# 文本摘录:

....................

文档抽取

更新时间：2026-06-17

接口描述

文档抽取支持自定义配置字段，无需训练即可抽取文档字段信息，精准定位字段值，适用于合同、票据、订单等各类文档场景。如希望快速可视化体验效果，可登录智能文档分析平台，一键上传文档，在线测试；在线工具和API服务的额度共享互通。

文档抽取API服务为异步接口，需要先调用提交请求接口获取taskId，然后调用获取结果接口进行结果轮询，建议提交请求后30秒开始轮询。提交请求接口QPS为2，获取结果接口QPS为10。

在线调试

您可以在示例代码中心中调试该接口，可进行签名验证、查看在线调用的请求内容和返回结果、示例代码的自动生成。

提交请求接口

请求说明

请求示例

HTTP 方法：POST

请求URL： https://aip.baidubce.com/rest/2.0/brain/online/v1/extract/task

URL参数：

参数	值
access_token	通过API Key和Secret Key获取的access_token,参考“Access Token获取”

....................

# 记录:

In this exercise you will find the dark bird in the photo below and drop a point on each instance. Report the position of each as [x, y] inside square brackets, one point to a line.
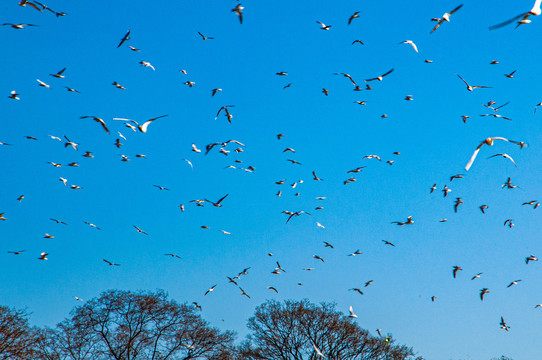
[126, 37]
[218, 203]
[353, 17]
[110, 263]
[482, 293]
[205, 37]
[455, 269]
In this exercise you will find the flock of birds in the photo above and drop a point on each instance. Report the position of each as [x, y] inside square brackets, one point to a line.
[226, 110]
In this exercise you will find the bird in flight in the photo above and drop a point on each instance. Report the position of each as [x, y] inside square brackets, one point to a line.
[455, 269]
[503, 324]
[471, 88]
[523, 16]
[143, 127]
[59, 74]
[489, 141]
[218, 203]
[445, 17]
[324, 26]
[139, 230]
[239, 11]
[353, 17]
[110, 263]
[482, 293]
[125, 38]
[379, 78]
[205, 37]
[17, 26]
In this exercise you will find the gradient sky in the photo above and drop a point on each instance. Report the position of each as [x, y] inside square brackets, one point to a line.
[330, 135]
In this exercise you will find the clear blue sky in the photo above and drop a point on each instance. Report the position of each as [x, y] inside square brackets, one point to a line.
[330, 134]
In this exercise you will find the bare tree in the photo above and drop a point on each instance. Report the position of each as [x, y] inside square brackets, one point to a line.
[15, 335]
[123, 325]
[300, 330]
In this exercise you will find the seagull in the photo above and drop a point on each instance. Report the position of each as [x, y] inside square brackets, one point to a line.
[42, 84]
[489, 141]
[126, 37]
[515, 282]
[147, 64]
[118, 86]
[458, 202]
[471, 88]
[482, 293]
[205, 37]
[210, 290]
[476, 276]
[353, 17]
[59, 74]
[408, 222]
[110, 263]
[445, 17]
[411, 43]
[239, 11]
[455, 269]
[225, 108]
[523, 16]
[143, 127]
[379, 78]
[15, 96]
[97, 119]
[511, 75]
[139, 230]
[351, 311]
[324, 26]
[71, 90]
[503, 324]
[316, 178]
[18, 26]
[16, 252]
[318, 258]
[347, 76]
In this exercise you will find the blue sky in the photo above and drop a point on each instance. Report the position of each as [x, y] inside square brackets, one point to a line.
[330, 134]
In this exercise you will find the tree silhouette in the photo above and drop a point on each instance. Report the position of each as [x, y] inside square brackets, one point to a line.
[123, 325]
[15, 334]
[299, 330]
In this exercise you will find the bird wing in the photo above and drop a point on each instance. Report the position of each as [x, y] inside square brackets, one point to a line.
[507, 22]
[124, 39]
[473, 157]
[457, 8]
[143, 127]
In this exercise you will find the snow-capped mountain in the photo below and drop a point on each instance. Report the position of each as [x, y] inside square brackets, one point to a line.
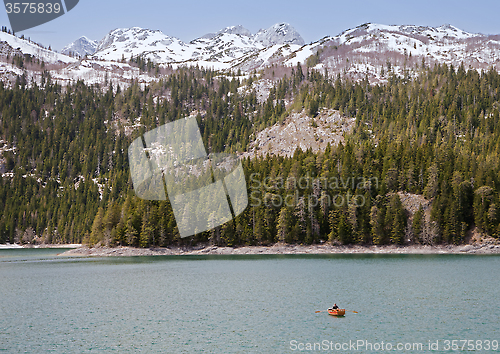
[217, 50]
[231, 30]
[13, 45]
[81, 47]
[371, 51]
[125, 43]
[281, 33]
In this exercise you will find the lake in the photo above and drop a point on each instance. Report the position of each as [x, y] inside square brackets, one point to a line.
[247, 304]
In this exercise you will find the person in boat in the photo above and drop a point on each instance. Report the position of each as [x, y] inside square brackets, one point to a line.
[334, 307]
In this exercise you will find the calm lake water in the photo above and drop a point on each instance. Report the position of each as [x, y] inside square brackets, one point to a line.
[245, 304]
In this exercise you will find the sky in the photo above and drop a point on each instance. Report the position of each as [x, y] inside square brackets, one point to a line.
[313, 19]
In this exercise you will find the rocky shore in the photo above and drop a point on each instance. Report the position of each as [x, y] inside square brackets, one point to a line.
[485, 248]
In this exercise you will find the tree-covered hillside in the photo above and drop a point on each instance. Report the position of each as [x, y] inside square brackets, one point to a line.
[66, 177]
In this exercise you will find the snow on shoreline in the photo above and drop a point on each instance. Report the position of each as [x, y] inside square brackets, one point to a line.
[487, 248]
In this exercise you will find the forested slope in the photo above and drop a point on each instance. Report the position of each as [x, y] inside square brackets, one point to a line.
[66, 178]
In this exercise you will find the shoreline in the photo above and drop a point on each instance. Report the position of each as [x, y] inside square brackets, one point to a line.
[15, 246]
[276, 249]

....................

# 练习任务:
1 > 请重写文档抽取接口说明中从"更新时间：2026-06-17"到"口QPS为2，获取结果接口QPS为10。"的部分，并将其中的"轮询"改为"查询"。
2 > 请从记录中选出所有包含字符串"lake"的行，匹配时区分大小写。

# 完整答案:
1 >
更新时间：2026-06-17

接口描述

文档抽取支持自定义配置字段，无需训练即可抽取文档字段信息，精准定位字段值，适用于合同、票据、订单等各类文档场景。如希望快速可视化体验效果，可登录智能文档分析平台，一键上传文档，在线测试；在线工具和API服务的额度共享互通。

文档抽取API服务为异步接口，需要先调用提交请求接口获取taskId，然后调用获取结果接口进行结果查询，建议提交请求后30秒开始查询。提交请求接口QPS为2，获取结果接口QPS为10。

2 >
In this exercise you will find the lake in the photo above and drop a point on each instance. Report the position of each as [x, y] inside square brackets, one point to a line.
In this exercise you will find the calm lake water in the photo above and drop a point on each instance. Report the position of each as [x, y] inside square brackets, one point to a line.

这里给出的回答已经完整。